## [TASK TO COMPLETE]
Retype exactly, and only, the lines from the one that contains "Target: tiered tower levels" through the final line of the entries.

## [DATASET RECORDS]
>>>>>

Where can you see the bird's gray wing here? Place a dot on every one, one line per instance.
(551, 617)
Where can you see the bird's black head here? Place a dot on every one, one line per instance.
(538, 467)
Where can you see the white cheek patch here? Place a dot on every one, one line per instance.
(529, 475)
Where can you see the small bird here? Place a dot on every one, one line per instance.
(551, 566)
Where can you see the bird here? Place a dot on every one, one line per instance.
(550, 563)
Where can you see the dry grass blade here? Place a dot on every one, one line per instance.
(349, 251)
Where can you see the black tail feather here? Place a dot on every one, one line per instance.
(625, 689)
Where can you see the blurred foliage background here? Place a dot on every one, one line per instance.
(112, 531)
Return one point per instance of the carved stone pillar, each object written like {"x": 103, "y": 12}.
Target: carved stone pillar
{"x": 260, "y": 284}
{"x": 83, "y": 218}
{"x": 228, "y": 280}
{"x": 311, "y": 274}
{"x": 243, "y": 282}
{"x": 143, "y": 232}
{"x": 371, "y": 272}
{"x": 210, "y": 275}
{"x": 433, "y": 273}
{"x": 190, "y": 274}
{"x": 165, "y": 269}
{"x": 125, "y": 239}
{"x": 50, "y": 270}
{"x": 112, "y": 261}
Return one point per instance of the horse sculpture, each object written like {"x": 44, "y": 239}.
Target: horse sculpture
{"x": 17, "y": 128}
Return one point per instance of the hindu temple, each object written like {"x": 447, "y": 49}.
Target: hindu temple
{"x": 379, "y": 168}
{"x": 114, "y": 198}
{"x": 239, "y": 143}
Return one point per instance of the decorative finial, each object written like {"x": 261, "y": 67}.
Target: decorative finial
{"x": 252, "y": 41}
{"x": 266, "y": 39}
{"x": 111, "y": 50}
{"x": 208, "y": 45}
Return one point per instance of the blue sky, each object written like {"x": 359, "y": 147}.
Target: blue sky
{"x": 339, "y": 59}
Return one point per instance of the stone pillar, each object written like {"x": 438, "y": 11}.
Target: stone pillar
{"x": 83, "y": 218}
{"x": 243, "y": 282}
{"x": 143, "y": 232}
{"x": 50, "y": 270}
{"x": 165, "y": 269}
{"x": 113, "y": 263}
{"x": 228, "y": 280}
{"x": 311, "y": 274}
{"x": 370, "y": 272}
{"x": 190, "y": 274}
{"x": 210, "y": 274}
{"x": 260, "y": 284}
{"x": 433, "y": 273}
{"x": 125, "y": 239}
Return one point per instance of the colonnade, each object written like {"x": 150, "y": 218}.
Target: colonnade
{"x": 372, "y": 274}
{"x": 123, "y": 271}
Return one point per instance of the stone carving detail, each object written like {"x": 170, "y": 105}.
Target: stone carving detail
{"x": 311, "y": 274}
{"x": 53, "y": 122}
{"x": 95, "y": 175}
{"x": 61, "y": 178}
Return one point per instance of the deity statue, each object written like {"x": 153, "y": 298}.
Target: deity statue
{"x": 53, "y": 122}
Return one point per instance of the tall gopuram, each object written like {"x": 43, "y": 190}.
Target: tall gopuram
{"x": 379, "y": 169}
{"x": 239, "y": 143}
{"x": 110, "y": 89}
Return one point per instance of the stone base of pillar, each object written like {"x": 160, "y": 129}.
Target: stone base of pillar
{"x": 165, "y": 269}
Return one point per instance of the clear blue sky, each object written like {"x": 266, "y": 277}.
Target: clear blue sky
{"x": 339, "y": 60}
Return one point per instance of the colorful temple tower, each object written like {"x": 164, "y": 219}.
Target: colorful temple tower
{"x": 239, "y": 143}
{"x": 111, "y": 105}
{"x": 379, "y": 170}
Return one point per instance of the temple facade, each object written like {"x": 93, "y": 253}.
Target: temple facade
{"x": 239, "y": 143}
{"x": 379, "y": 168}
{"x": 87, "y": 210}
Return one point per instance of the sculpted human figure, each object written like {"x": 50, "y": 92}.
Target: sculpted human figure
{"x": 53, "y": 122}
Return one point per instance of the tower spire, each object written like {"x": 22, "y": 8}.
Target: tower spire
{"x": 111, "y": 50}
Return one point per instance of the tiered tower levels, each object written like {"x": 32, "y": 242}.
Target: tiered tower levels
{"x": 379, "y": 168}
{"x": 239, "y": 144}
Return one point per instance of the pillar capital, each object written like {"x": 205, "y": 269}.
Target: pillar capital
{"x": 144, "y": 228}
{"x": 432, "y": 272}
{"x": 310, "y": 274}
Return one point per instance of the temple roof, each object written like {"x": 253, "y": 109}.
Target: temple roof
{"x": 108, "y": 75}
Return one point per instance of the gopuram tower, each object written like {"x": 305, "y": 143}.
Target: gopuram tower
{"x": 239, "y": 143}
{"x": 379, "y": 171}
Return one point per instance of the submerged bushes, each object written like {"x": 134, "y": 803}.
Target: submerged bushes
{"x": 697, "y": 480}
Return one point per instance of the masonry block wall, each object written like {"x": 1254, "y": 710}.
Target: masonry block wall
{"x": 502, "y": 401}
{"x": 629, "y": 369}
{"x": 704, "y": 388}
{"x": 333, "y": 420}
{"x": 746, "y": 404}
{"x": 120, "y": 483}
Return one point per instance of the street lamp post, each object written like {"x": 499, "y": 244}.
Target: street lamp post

<<<<<

## [EXERCISE RESPONSE]
Target: tiered tower levels
{"x": 379, "y": 168}
{"x": 239, "y": 144}
Return one point per instance of the pillar capital, each object written like {"x": 205, "y": 269}.
Target: pillar capital
{"x": 144, "y": 228}
{"x": 432, "y": 272}
{"x": 310, "y": 274}
Return one point per instance of the temple roof, each object written like {"x": 253, "y": 109}.
Target: temple roof
{"x": 108, "y": 75}
Return one point per instance of the gopuram tower, each object written like {"x": 305, "y": 143}.
Target: gopuram tower
{"x": 239, "y": 143}
{"x": 379, "y": 171}
Return one point per instance of the submerged bushes, each object written like {"x": 134, "y": 803}.
Target: submerged bushes
{"x": 697, "y": 480}
Return one point per instance of the masonry block wall, each object written like {"x": 1254, "y": 710}.
Target: masonry block wall
{"x": 502, "y": 401}
{"x": 629, "y": 369}
{"x": 704, "y": 388}
{"x": 333, "y": 420}
{"x": 746, "y": 404}
{"x": 120, "y": 483}
Return one point per instance of the street lamp post, each object written like {"x": 499, "y": 244}.
Target: street lamp post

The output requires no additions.